> **Given exercise**:
Omit the images, then output each of the records below exactly.

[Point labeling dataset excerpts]
- - -

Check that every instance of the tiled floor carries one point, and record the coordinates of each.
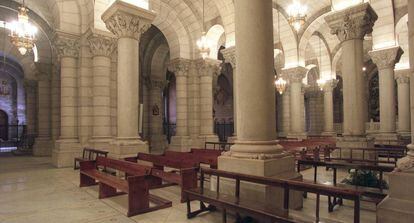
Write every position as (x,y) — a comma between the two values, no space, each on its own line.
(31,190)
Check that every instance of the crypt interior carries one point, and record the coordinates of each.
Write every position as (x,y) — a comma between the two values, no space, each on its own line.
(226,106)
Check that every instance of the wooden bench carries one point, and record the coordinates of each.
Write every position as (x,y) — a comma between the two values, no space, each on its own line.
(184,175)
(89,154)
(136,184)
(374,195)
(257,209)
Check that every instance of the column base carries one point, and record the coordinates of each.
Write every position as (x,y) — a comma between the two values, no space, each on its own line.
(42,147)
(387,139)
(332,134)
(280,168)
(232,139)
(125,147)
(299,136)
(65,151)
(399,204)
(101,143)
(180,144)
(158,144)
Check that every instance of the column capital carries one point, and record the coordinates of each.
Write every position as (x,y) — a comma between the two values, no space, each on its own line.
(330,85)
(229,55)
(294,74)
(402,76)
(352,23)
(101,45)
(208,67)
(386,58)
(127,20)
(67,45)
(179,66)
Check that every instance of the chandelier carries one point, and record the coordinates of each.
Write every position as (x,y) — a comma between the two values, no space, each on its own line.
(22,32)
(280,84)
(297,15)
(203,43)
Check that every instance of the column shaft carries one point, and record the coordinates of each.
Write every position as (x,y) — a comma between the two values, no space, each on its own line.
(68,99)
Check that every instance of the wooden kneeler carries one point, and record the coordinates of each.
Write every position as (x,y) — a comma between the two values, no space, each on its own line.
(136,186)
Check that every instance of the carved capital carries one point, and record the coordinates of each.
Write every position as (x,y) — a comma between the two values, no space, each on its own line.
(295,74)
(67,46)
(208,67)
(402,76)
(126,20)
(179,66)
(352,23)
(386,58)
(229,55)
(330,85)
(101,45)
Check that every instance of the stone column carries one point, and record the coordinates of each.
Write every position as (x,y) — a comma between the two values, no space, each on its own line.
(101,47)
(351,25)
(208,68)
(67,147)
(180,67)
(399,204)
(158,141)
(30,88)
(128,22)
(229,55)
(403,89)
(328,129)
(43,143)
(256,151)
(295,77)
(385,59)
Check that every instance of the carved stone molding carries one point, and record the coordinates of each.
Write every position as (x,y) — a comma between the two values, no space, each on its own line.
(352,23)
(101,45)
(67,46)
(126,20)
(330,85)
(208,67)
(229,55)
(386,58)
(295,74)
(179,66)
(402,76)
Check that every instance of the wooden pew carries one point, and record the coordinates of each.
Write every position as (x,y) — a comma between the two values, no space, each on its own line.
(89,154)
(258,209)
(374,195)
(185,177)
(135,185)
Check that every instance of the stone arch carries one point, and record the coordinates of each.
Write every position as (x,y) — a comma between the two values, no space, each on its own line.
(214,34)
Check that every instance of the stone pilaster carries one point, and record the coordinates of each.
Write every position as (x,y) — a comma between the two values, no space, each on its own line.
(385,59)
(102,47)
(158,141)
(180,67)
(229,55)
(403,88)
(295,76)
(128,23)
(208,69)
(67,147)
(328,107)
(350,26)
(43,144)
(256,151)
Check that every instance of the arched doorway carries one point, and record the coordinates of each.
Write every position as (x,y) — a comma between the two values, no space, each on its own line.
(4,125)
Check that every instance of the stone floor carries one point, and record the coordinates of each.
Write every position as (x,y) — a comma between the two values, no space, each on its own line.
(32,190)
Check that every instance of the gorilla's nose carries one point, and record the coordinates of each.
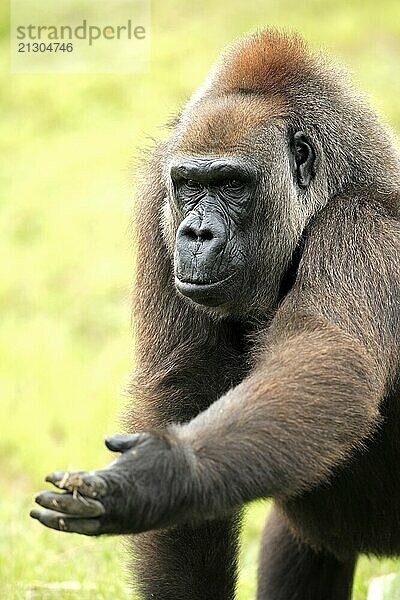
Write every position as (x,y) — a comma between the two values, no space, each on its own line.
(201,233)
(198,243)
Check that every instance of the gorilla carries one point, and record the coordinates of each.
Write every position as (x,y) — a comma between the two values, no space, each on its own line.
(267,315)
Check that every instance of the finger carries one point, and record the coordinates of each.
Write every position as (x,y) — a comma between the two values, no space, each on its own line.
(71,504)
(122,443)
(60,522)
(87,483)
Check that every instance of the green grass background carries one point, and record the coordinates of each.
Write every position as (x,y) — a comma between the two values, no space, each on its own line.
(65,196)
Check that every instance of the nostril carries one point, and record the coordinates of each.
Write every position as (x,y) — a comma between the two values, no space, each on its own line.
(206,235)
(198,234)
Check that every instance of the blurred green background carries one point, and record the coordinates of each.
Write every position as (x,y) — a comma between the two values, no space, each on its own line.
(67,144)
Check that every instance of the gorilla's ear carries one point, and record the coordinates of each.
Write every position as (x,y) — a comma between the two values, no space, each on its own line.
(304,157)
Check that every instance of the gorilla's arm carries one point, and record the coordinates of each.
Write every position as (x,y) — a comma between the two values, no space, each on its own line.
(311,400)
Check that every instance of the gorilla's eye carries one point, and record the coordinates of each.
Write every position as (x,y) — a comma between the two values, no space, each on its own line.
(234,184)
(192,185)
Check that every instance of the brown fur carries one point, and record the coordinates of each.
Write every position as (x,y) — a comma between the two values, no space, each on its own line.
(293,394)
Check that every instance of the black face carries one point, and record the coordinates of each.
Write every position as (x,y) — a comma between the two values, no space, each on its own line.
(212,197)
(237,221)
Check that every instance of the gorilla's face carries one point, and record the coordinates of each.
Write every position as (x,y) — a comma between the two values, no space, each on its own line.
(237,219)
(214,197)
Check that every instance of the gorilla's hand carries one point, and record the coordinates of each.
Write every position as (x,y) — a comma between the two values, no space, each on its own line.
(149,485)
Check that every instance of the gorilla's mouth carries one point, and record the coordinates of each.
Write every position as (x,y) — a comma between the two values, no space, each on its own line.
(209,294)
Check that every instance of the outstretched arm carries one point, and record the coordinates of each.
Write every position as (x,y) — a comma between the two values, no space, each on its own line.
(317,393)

- - -

> **Full output**:
Check that every instance of the tiled floor carries one point, and record the coordinates of each.
Write every position as (x,y) — a comma between the two values, no space, each on its own line.
(31,190)
Check that every instance of the crypt interior carries one point, and record the coordinates of each.
Write every position as (x,y) — a comma between the two values, no space, each on its own line.
(226,106)
Check that every instance of the wooden bench carries one point, and record the coordinates of each.
Write every position as (x,y) — a comma between the two values, no space, each on its own line.
(184,175)
(89,154)
(136,184)
(374,195)
(257,209)
Check that every instance of the column base carries one point, and record the coordinates of each.
Write every position as (x,y) — a comma between the two values, no space, each on its own line.
(42,147)
(387,139)
(332,134)
(280,168)
(232,139)
(125,147)
(299,136)
(65,151)
(399,204)
(101,143)
(180,144)
(158,144)
Check that every instance of the column capital carries one point, and record the coordinates of each.
Write every position as (x,y) — a comma between the two values, no space, each on its own line.
(330,85)
(229,55)
(294,74)
(402,76)
(352,23)
(101,45)
(208,67)
(386,58)
(127,20)
(67,45)
(179,66)
Check that every instance of the chandelier carries one point, and record the coordinates of each.
Write every position as (x,y) — a comma between the two values, no space, each on its own line.
(22,32)
(280,84)
(297,15)
(203,43)
Check that every instance of the column shaft carries one point, and record the coordinates of each.
Write every position as (x,y) — a comma between the two values, no space, each on its own line.
(68,99)
Check that every instance of the wooden kneeler carries one point, and record the coordinates of each.
Write every position as (x,y) — a comma between the two values, no space, each on its own line.
(136,186)
Check that every instance of the carved capital carries one point, and record the coordinates of each.
Write every position as (x,y) — a comma between the two values, no space, each on its own line.
(295,74)
(67,46)
(208,67)
(402,76)
(126,20)
(179,66)
(352,23)
(386,58)
(229,55)
(330,85)
(101,45)
Check that every instance of the stone column carries one point, and record the coordinates of each.
Write every position as (x,y) — a comma between the two values, no space, each on its own line.
(101,47)
(351,25)
(208,68)
(67,147)
(180,67)
(399,204)
(158,141)
(30,88)
(128,22)
(229,55)
(403,89)
(328,129)
(43,143)
(256,151)
(295,77)
(385,59)
Check that every instance of the carved stone molding carries one point, and record the coordinates of each.
Write every position as (x,y) — a comma between the two values, no space, each on its own line.
(352,23)
(101,45)
(67,46)
(126,20)
(330,85)
(208,67)
(229,55)
(386,58)
(295,74)
(179,66)
(402,76)
Check that every instance of the wooden pew carries one point, and record the coordinates of each.
Write every position as (x,y) — a comma between the two values, no space, each on its own line.
(89,154)
(258,209)
(374,195)
(185,177)
(135,185)
Check that every instance of the stone arch carries one point, and record the coordinates of each.
Write every position as (x,y) — a comma between the two values, no space, each on its own line.
(214,34)
Check that every instance of the stone pilaster carries one point, and record the coordinates of each.
Write every position as (x,y) — a comma between the two values, no space, each on its own line.
(385,59)
(102,47)
(158,141)
(180,67)
(229,55)
(403,88)
(295,76)
(128,23)
(208,69)
(67,147)
(328,107)
(350,26)
(43,144)
(256,151)
Check that every instance of the arched doorway carries one point, and record the coordinates of each.
Write every position as (x,y) — a comma between the two values, no space, each on its own line.
(4,125)
Check that every instance of the stone floor carries one point, and record the coordinates of each.
Write every position as (x,y) — a comma between the two values, no space, each on its own line.
(32,190)
Check that every instance of the gorilla's nose carries one point, and record the coordinates of each.
Write every position as (x,y) — a comma between the two values, no space, each on its own line.
(201,233)
(198,243)
Check that every instance of the gorilla carries one point, and record the coordinates of each.
Write every position as (x,y) — a comma between the two values, no space, each on its own line.
(267,315)
Check that every instance of the finger carries one point, and record the coordinates of each.
Write every position as (x,y) — a comma between the two values, no space, each on its own line.
(71,504)
(122,443)
(60,522)
(87,483)
Check that every instance of the green grass background carries one point, and record the coordinates of each.
Write every position as (x,y) — a comma between the two values, no space, each on its own line.
(65,196)
Check that every instance of the nostril carries one point, and record the coordinates of each.
Write every position as (x,y) — a comma between the two values, no space, each on its own line.
(206,235)
(198,234)
Check that every instance of the blurred green background carries one point, and record the coordinates of each.
Write every position as (x,y) — a comma between the two values, no space, each on its own line.
(67,144)
Check that every instance of the gorilla's ear carries one point, and record the coordinates of each.
Write every position as (x,y) — a comma between the two values, no space, each on its own line.
(304,157)
Check that every instance of the gorilla's arm carries one point, and record the coordinates of each.
Write every position as (x,y) — a comma between the two values, no space, each on its own line.
(311,400)
Check that every instance of the gorilla's eye carries one point, and record the coordinates of each.
Write every position as (x,y) — a comma between the two values, no space, each on its own line.
(234,184)
(192,185)
Check that every instance of the brown fur carries one point, and record the coordinates of each.
Write every position as (x,y) — a comma between the two values, no space, each on its own line.
(293,394)
Check that every instance of the black face carries one point, and record the coordinates of each.
Write every position as (x,y) — a comma between the two values, no space, each on its own line.
(212,197)
(237,221)
Check that every instance of the gorilla's face carries one point, and record the coordinates of each.
Write every position as (x,y) — a comma between the two values, no space, each on its own line.
(237,219)
(214,197)
Check that every instance of the gorilla's hand carries one point, and record the coordinates of each.
Write every position as (x,y) — a comma between the two values, no space, each on its own line.
(149,485)
Check that every instance of the gorilla's mouth carries one point, and record the coordinates of each.
Write every position as (x,y) — a comma between the two values, no space, each on its own line.
(209,294)
Check that every instance of the outstretched arm carries one point, and record the coordinates of each.
Write every position as (x,y) — a comma between the two values, no space, each on its own line.
(317,393)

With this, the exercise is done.